_Task to carry out:_ Please give the data again exactly, with no line dropped.

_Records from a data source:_
--------------------------------

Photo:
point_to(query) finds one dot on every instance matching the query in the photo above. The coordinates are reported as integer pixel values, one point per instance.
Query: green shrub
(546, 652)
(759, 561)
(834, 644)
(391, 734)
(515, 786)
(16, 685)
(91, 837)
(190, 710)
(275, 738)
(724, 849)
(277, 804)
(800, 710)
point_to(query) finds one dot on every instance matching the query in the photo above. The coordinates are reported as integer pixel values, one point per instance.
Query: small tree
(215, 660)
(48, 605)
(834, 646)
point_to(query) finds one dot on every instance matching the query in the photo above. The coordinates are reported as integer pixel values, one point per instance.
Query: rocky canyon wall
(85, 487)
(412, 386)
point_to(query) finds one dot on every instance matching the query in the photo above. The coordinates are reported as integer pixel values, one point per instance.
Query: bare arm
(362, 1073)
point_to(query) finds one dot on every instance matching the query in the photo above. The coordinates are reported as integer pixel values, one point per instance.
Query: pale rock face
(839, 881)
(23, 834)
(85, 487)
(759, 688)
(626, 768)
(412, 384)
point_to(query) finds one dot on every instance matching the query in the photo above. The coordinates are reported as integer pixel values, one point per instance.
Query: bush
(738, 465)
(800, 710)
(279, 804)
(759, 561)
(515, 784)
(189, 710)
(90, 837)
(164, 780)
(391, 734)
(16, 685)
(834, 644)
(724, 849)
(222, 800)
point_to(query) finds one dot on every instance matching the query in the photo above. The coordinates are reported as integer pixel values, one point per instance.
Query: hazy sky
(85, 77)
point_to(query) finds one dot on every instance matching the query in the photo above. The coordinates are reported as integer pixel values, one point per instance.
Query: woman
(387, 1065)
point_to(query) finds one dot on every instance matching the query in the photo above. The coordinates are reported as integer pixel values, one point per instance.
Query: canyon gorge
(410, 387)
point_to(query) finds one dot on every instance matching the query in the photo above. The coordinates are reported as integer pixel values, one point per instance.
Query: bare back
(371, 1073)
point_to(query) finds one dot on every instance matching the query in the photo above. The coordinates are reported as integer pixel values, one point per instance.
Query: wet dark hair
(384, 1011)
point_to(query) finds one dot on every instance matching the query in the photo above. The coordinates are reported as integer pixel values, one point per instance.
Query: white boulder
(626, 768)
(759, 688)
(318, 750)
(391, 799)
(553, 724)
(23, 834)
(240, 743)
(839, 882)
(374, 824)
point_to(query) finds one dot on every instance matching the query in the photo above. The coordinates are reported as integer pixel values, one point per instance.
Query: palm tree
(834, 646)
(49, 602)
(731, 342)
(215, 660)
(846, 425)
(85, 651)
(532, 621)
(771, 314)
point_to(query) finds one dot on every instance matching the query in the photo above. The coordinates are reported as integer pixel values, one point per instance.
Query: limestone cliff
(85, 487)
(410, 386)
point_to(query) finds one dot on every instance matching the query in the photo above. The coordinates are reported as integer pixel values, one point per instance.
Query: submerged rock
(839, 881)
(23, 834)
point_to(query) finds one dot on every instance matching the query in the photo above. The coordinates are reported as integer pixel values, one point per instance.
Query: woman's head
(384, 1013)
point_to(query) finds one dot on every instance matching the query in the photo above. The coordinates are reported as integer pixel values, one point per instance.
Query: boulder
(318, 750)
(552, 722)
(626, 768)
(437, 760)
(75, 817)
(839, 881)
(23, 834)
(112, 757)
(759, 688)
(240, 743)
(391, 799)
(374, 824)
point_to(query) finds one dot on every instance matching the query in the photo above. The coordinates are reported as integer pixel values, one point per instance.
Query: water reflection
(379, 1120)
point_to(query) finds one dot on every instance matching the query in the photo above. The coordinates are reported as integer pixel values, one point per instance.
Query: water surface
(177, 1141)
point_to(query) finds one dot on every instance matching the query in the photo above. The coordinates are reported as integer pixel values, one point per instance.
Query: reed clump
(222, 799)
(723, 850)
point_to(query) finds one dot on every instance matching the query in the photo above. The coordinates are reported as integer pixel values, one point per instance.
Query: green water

--------------------------------

_Result below:_
Photo:
point_to(query) finds one dot on every instance matching the query in the photo above. The coordinates are reported as integer pixel values, one point per instance.
Query: green shrub
(546, 652)
(759, 561)
(834, 644)
(391, 734)
(515, 786)
(16, 685)
(91, 837)
(190, 710)
(275, 738)
(724, 849)
(277, 804)
(800, 710)
point_to(query) finds one dot on every instance matching the query in the photo above. The coordinates are reported as integer pixel values, one point per instance.
Query: small tree
(215, 660)
(48, 605)
(834, 646)
point_to(query) finds one dot on every instance matching the query in the photo above. The coordinates are reported as integer pixel values, one point per instance.
Query: rocky canyon wall
(85, 487)
(412, 386)
point_to(query) finds one dot on every instance matching the query in the photo above. The coordinates are reported as integer pixel values, one point per instance.
Query: bare arm
(362, 1073)
point_to(query) finds one dot on every instance matching the query in the photo above. The coordinates are reported as integer pixel values, one point per instance.
Query: pale rock face
(839, 881)
(23, 834)
(85, 487)
(759, 688)
(626, 768)
(412, 384)
point_to(query) finds one dot on every instance matching the query in the photo above. The coordinates are reported as integer pixel values, one point per instance.
Query: bush
(738, 465)
(800, 710)
(279, 804)
(759, 561)
(515, 784)
(189, 710)
(90, 837)
(164, 780)
(391, 734)
(16, 685)
(834, 644)
(724, 849)
(222, 800)
point_to(query) finds one dot on every instance matching the query in the photo above. The coordinates are reported as integer pixel values, one point per instance.
Query: hazy sky
(85, 77)
point_to(query) finds one dot on every instance matching the query in the photo above. The coordinates are reported as integer pixel values, one point per instance.
Query: woman
(387, 1065)
point_to(query) finds one dot on every instance matching the query in the photo above. The coordinates are reported as integer pixel values, one point per instance.
Query: canyon gorge
(410, 387)
point_to(query) finds one dot on every instance matching the query in the photo above. The coordinates are reported as integer pixel values, one point per instance.
Query: bare back
(371, 1073)
point_to(query) finds one dot on every instance matching the query in the photo above. The coordinates are reported as integer pixel values, one point per instance.
Query: wet dark hair
(384, 1011)
point_to(query) finds one dot on every instance matching the query in the photo above. The coordinates are reported as integer pixel values, one point per instance.
Query: white boulder
(626, 768)
(759, 688)
(318, 750)
(391, 799)
(553, 724)
(23, 834)
(240, 743)
(839, 882)
(374, 824)
point_to(query) finds one dot on every instance matching the query in the photo above. The coordinates are reported as integer pixel values, one point per instance.
Query: palm tree
(834, 646)
(49, 602)
(731, 342)
(215, 660)
(846, 425)
(85, 651)
(532, 621)
(771, 314)
point_to(query) finds one dot on every instance matching the query in the photo above. The coordinates are reported as integer pixel values, one point per instance.
Query: limestone cliff
(85, 487)
(410, 386)
point_to(query) finds one dot on every instance matching the query in the photo above. The coordinates are reported as integer pixel values, one point per instance.
Query: submerged rock
(839, 881)
(23, 834)
point_to(query) finds one dot on every instance matching the query in the photo above. The coordinates are reported as integer pixel values, one point per instance.
Query: woman's head
(384, 1013)
point_to(query) finds one dot on every instance matching the query in the photo above. The coordinates are reported as integer pixel values, one point per instance.
Query: boulder
(318, 750)
(552, 722)
(626, 768)
(437, 760)
(75, 817)
(839, 881)
(23, 834)
(112, 757)
(759, 688)
(240, 743)
(391, 799)
(374, 824)
point_to(query) finds one dot on every instance matching the query in the photo above. The coordinates are reported as integer pixel values, one point per instance.
Query: water reflection
(379, 1120)
point_to(query) finds one dot on every instance matching the query in the photo above. The coordinates are reported as integer pixel values, one point per instance.
Query: water surface
(177, 1141)
point_to(query) finds one dot on every instance matching the query in the photo above. The coordinates are reported as integer pixel values, one point per instance.
Query: reed clump
(222, 799)
(723, 850)
point_to(query) finds one dot on every instance matching the query in the photo above. The coordinates are reported as integer pixel values, one point per instance.
Query: green water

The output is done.